DATA:

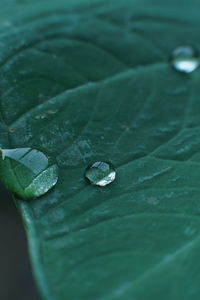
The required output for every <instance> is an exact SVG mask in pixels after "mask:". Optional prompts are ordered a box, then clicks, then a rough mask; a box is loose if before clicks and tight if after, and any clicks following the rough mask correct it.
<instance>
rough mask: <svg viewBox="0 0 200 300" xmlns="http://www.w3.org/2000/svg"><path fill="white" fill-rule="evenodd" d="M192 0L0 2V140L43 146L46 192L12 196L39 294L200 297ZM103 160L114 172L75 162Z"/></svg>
mask: <svg viewBox="0 0 200 300" xmlns="http://www.w3.org/2000/svg"><path fill="white" fill-rule="evenodd" d="M199 9H200V5H199V1H196V0H192V1H190V2H188V1H186V0H183V1H181V3H180V1H178V0H173V1H172V0H169V1H167V2H162V1H155V0H132V1H131V0H130V1H129V0H110V1H100V0H99V1H97V0H94V1H92V2H91V1H83V0H82V1H78V0H76V1H64V0H63V1H62V0H57V1H53V0H48V1H45V0H43V1H33V0H27V1H26V0H24V1H14V0H9V1H7V0H6V1H5V0H2V1H1V4H0V26H1V27H0V64H1V66H0V100H1V125H0V132H1V133H0V143H1V147H2V148H6V149H9V148H19V147H22V148H23V147H29V148H38V147H42V148H44V149H47V150H48V151H49V152H50V153H52V154H53V155H54V156H55V157H56V159H57V162H58V166H59V173H60V177H59V181H58V183H57V185H56V186H55V188H54V189H53V190H51V191H49V192H48V193H47V194H46V195H45V196H42V197H40V198H38V199H37V200H34V201H31V202H28V203H27V202H24V201H22V200H19V199H18V200H17V205H18V206H19V209H20V211H21V214H22V217H23V219H24V222H25V226H26V228H27V234H28V239H29V244H30V251H31V257H32V261H33V266H34V271H35V274H36V278H37V281H38V284H39V287H40V289H41V293H42V296H43V298H44V299H47V300H50V299H52V300H63V299H67V300H68V299H70V300H72V299H74V300H79V299H87V300H90V299H91V300H94V299H101V300H114V299H115V300H116V299H120V300H122V299H123V300H124V299H126V300H129V299H130V300H133V299H134V300H151V299H153V300H155V299H156V300H157V299H159V300H160V299H162V300H177V299H178V300H179V299H181V300H188V299H193V300H196V299H199V293H200V288H199V281H200V270H199V264H198V258H199V251H200V217H199V214H200V199H199V195H200V186H199V178H200V101H199V94H200V84H199V80H200V71H199V70H196V71H195V72H193V73H191V74H187V75H183V74H180V73H178V72H176V71H175V70H174V69H173V68H172V67H171V65H170V64H169V62H168V58H169V57H170V55H171V53H172V51H173V50H174V49H175V48H176V47H179V46H182V45H192V46H194V47H195V48H197V49H198V51H199V50H200V19H199ZM96 161H107V162H109V163H111V164H112V165H113V166H114V167H115V168H116V172H117V177H116V180H115V181H114V182H113V183H112V184H111V185H108V186H107V187H96V186H93V185H90V184H89V183H88V182H87V181H86V180H85V178H84V172H85V169H86V168H87V167H88V165H91V164H93V163H94V162H96Z"/></svg>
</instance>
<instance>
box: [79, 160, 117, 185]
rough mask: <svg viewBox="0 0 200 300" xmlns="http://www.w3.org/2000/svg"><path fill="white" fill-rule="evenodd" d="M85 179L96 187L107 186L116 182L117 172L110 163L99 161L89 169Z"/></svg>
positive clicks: (95, 162)
mask: <svg viewBox="0 0 200 300" xmlns="http://www.w3.org/2000/svg"><path fill="white" fill-rule="evenodd" d="M85 177H86V178H87V179H88V180H89V181H90V182H91V183H92V184H94V185H98V186H106V185H108V184H110V183H112V182H113V181H114V180H115V177H116V171H115V169H114V167H113V166H112V165H111V164H110V163H107V162H103V161H97V162H95V163H94V164H92V165H91V166H89V167H87V169H86V172H85Z"/></svg>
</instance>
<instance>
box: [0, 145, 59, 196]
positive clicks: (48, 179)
mask: <svg viewBox="0 0 200 300" xmlns="http://www.w3.org/2000/svg"><path fill="white" fill-rule="evenodd" d="M0 178H1V181H2V182H3V183H4V185H5V186H6V187H7V188H8V189H9V190H10V191H11V192H13V193H14V194H15V195H16V196H18V197H19V198H23V199H28V198H35V197H39V196H41V195H43V194H45V193H46V192H48V190H50V189H51V188H52V187H53V186H54V185H55V184H56V182H57V180H58V166H57V164H56V163H55V162H54V160H53V159H52V158H51V157H50V156H49V155H48V154H45V153H44V152H42V151H40V150H37V149H31V148H16V149H0Z"/></svg>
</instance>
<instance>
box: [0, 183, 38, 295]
mask: <svg viewBox="0 0 200 300" xmlns="http://www.w3.org/2000/svg"><path fill="white" fill-rule="evenodd" d="M0 198H1V201H0V245H1V246H0V267H1V269H0V299H1V300H39V299H40V298H39V296H38V293H37V289H36V286H35V283H34V279H33V275H32V272H31V266H30V260H29V256H28V249H27V241H26V236H25V231H24V228H23V224H22V221H21V218H20V215H19V213H18V211H17V208H16V207H15V204H14V202H13V200H12V197H11V195H10V194H9V193H8V192H7V191H6V190H5V189H4V188H3V186H2V185H1V184H0Z"/></svg>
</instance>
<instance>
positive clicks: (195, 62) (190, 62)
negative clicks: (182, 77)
mask: <svg viewBox="0 0 200 300" xmlns="http://www.w3.org/2000/svg"><path fill="white" fill-rule="evenodd" d="M171 64H172V66H173V68H174V69H175V70H176V71H179V72H182V73H191V72H193V71H194V70H196V68H197V67H198V66H199V53H198V52H197V50H196V49H194V48H193V47H191V46H181V47H178V48H176V49H174V51H173V53H172V57H171Z"/></svg>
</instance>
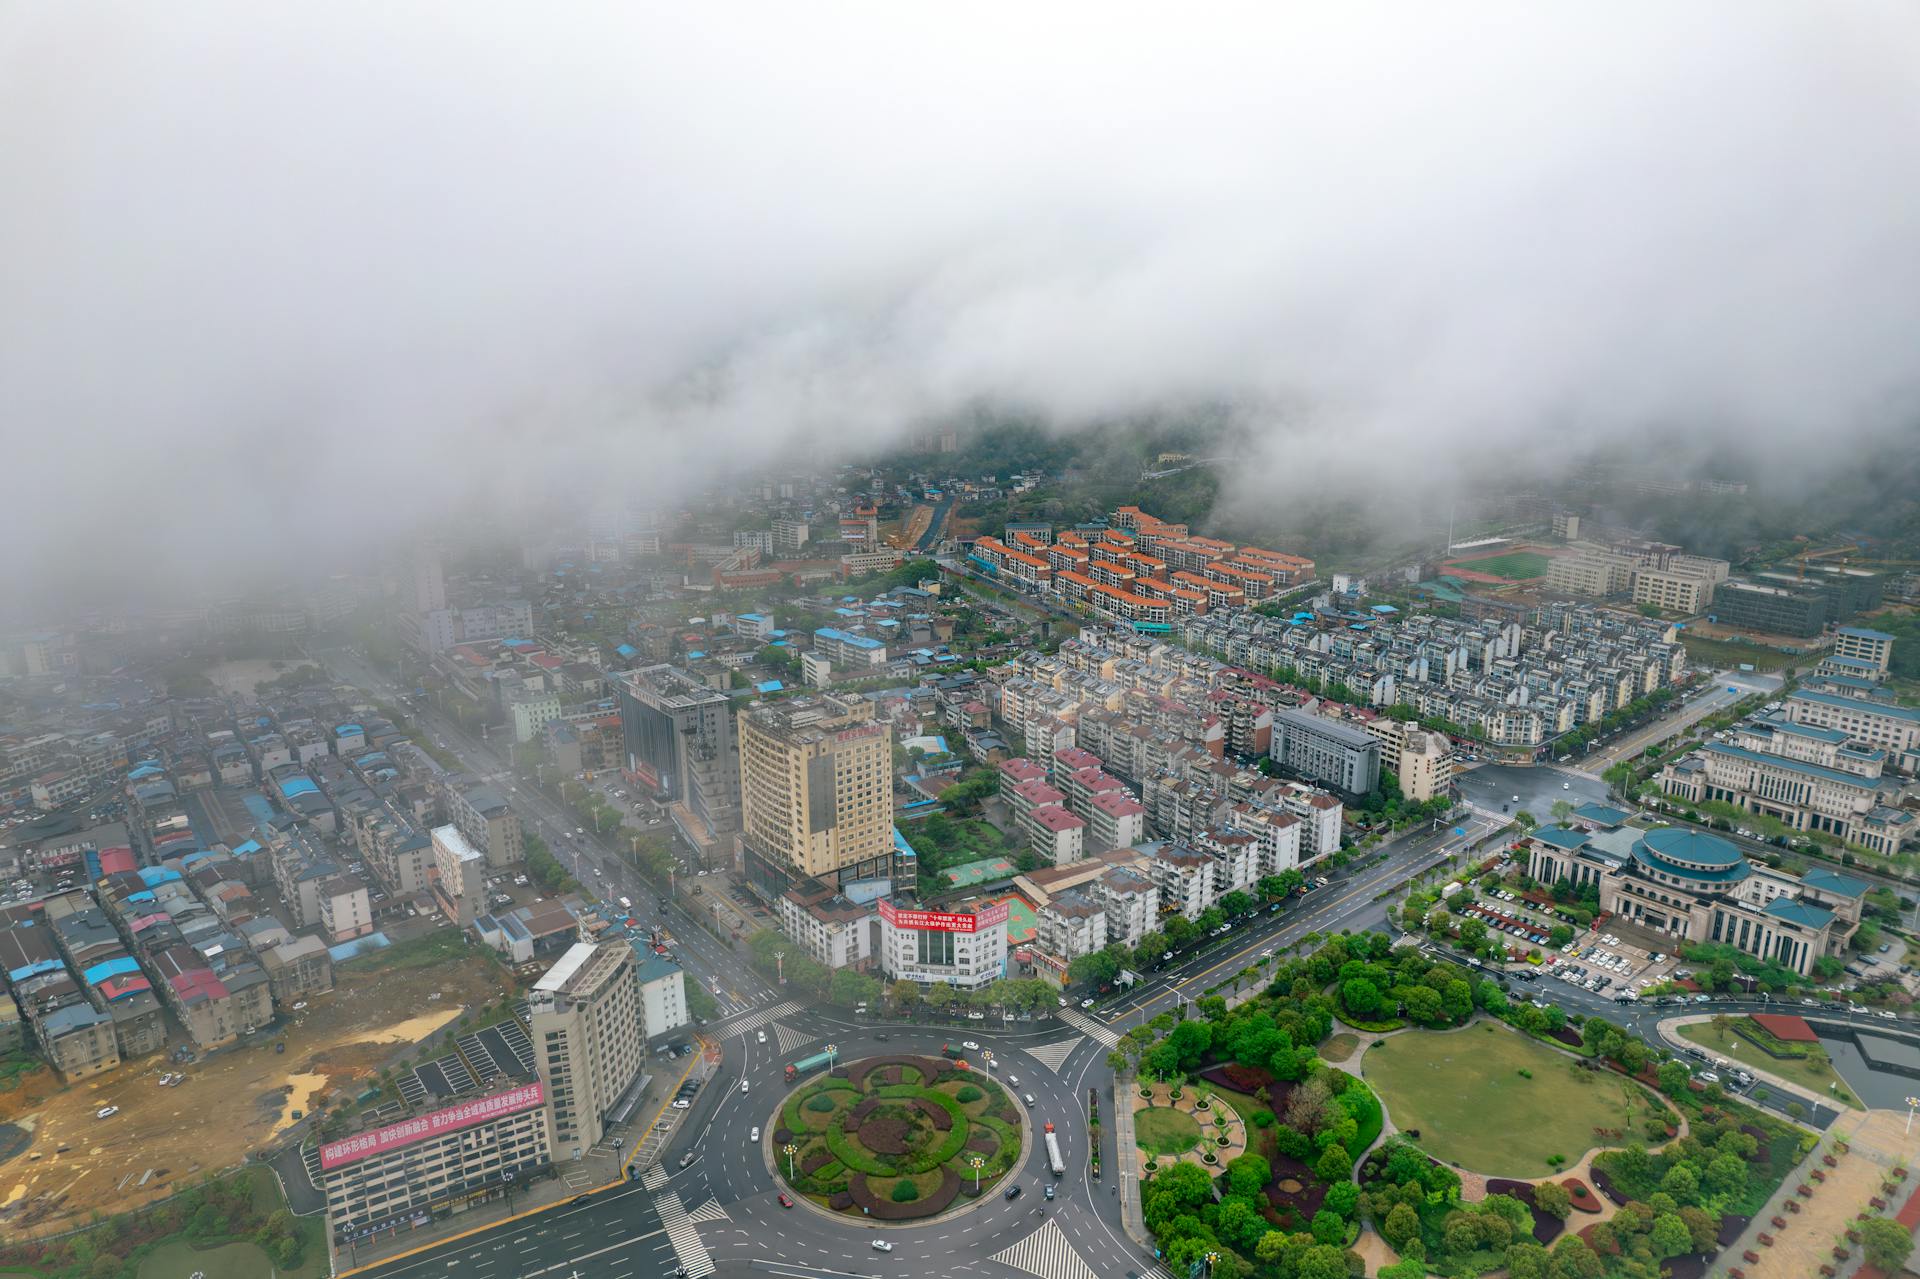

WORK ITEM: What is needed is an exact copy of all the entries above, minus the pictures.

ANSWER FOR THIS EXERCISE:
The required output for every <instance> is an exact SVG mask in pixels after "mask:". Optional prompts are ordered a box, then clicks, then a rough mask; a box is loose if before clicks and tight if after, and any clicks following the rough mask correct it.
<instance>
rough mask: <svg viewBox="0 0 200 300" xmlns="http://www.w3.org/2000/svg"><path fill="white" fill-rule="evenodd" d="M192 0L0 2V140L43 146L46 192L12 196L39 294L200 297ZM103 160L114 172L75 162Z"/></svg>
mask: <svg viewBox="0 0 200 300" xmlns="http://www.w3.org/2000/svg"><path fill="white" fill-rule="evenodd" d="M199 9H200V5H199V1H196V0H192V1H190V2H188V1H186V0H183V1H181V3H180V1H178V0H173V1H172V0H169V1H167V2H162V1H155V0H132V1H131V0H130V1H129V0H110V1H100V0H99V1H97V0H94V1H92V2H91V1H83V0H82V1H78V0H76V1H64V0H63V1H62V0H57V1H53V0H48V1H45V0H43V1H33V0H27V1H26V0H24V1H14V0H9V1H7V0H6V1H5V0H2V1H1V4H0V26H1V27H0V64H1V66H0V100H1V125H0V132H1V133H0V143H1V147H2V148H6V149H9V148H19V147H22V148H23V147H29V148H38V147H42V148H44V149H47V150H48V151H49V152H50V153H52V154H53V155H54V156H55V157H56V159H57V162H58V166H59V173H60V177H59V181H58V183H57V185H56V186H55V188H54V189H53V190H51V191H49V192H48V193H47V194H46V195H45V196H42V197H40V198H38V199H37V200H34V201H31V202H28V203H27V202H24V201H22V200H19V199H18V200H17V205H18V206H19V209H20V211H21V214H22V217H23V219H24V222H25V226H26V228H27V234H28V239H29V244H30V251H31V257H32V261H33V266H34V271H35V274H36V278H37V281H38V284H39V287H40V289H41V293H42V296H43V298H44V299H47V300H50V299H52V300H63V299H67V300H68V299H70V300H72V299H74V300H79V299H87V300H90V299H91V300H94V299H101V300H114V299H115V300H116V299H120V300H122V299H123V300H124V299H126V300H129V299H130V300H133V299H134V300H151V299H153V300H155V299H156V300H157V299H159V300H160V299H162V300H177V299H178V300H179V299H181V300H188V299H193V300H196V299H199V293H200V288H199V281H200V270H199V264H198V258H199V251H200V217H199V214H200V199H199V195H200V186H199V178H200V101H199V94H200V84H199V80H200V71H199V70H196V71H195V72H193V73H191V74H187V75H183V74H180V73H178V72H176V71H175V70H174V69H173V68H172V67H171V65H170V64H169V62H168V58H169V57H170V55H171V53H172V51H173V50H174V49H175V48H176V47H179V46H182V45H192V46H194V47H195V48H197V49H198V51H199V50H200V19H199ZM96 161H107V162H109V163H111V164H112V165H113V166H114V167H115V168H116V172H117V177H116V180H115V181H114V182H113V183H112V184H111V185H108V186H107V187H96V186H93V185H90V184H89V183H88V182H87V181H86V180H85V178H84V172H85V169H86V168H87V167H88V165H91V164H93V163H94V162H96Z"/></svg>
</instance>
<instance>
box: [79, 160, 117, 185]
rough mask: <svg viewBox="0 0 200 300" xmlns="http://www.w3.org/2000/svg"><path fill="white" fill-rule="evenodd" d="M85 179L96 187L107 186L116 182L117 172L110 163L99 161L89 169Z"/></svg>
positive clicks: (95, 162)
mask: <svg viewBox="0 0 200 300" xmlns="http://www.w3.org/2000/svg"><path fill="white" fill-rule="evenodd" d="M85 177H86V178H87V179H88V180H89V181H90V182H91V183H92V184H94V185H98V186H106V185H108V184H110V183H112V182H113V181H114V180H115V177H116V171H115V169H114V167H113V166H112V165H111V164H110V163H107V162H103V161H97V162H95V163H94V164H92V165H91V166H89V167H87V169H86V172H85Z"/></svg>
</instance>
<instance>
box: [0, 145, 59, 196]
positive clicks: (48, 179)
mask: <svg viewBox="0 0 200 300" xmlns="http://www.w3.org/2000/svg"><path fill="white" fill-rule="evenodd" d="M0 178H1V181H2V182H3V183H4V185H5V186H6V187H7V188H8V189H9V190H10V191H11V192H13V193H14V194H15V195H16V196H18V197H19V198H23V199H28V198H35V197H39V196H41V195H43V194H45V193H46V192H48V190H50V189H51V188H52V187H53V186H54V185H55V184H56V182H57V180H58V166H57V164H56V163H55V162H54V160H53V159H52V158H51V157H50V156H49V155H48V154H45V153H44V152H42V151H40V150H37V149H31V148H16V149H0Z"/></svg>
</instance>
<instance>
box: [0, 183, 38, 295]
mask: <svg viewBox="0 0 200 300" xmlns="http://www.w3.org/2000/svg"><path fill="white" fill-rule="evenodd" d="M0 198H1V201H0V245H1V246H0V267H1V269H0V299H1V300H39V299H40V298H39V296H38V293H37V289H36V286H35V283H34V279H33V275H32V272H31V266H30V260H29V256H28V249H27V241H26V236H25V231H24V228H23V224H22V221H21V218H20V215H19V213H18V211H17V208H16V207H15V204H14V202H13V200H12V197H11V195H10V194H9V193H8V192H7V191H6V190H5V189H4V188H3V186H2V185H1V184H0Z"/></svg>
</instance>
<instance>
positive clicks: (195, 62) (190, 62)
negative clicks: (182, 77)
mask: <svg viewBox="0 0 200 300" xmlns="http://www.w3.org/2000/svg"><path fill="white" fill-rule="evenodd" d="M171 64H172V66H173V68H174V69H175V70H176V71H179V72H182V73H191V72H193V71H194V70H196V68H197V67H198V66H199V53H198V52H197V50H196V49H194V48H193V47H191V46H181V47H178V48H176V49H174V51H173V53H172V57H171Z"/></svg>
</instance>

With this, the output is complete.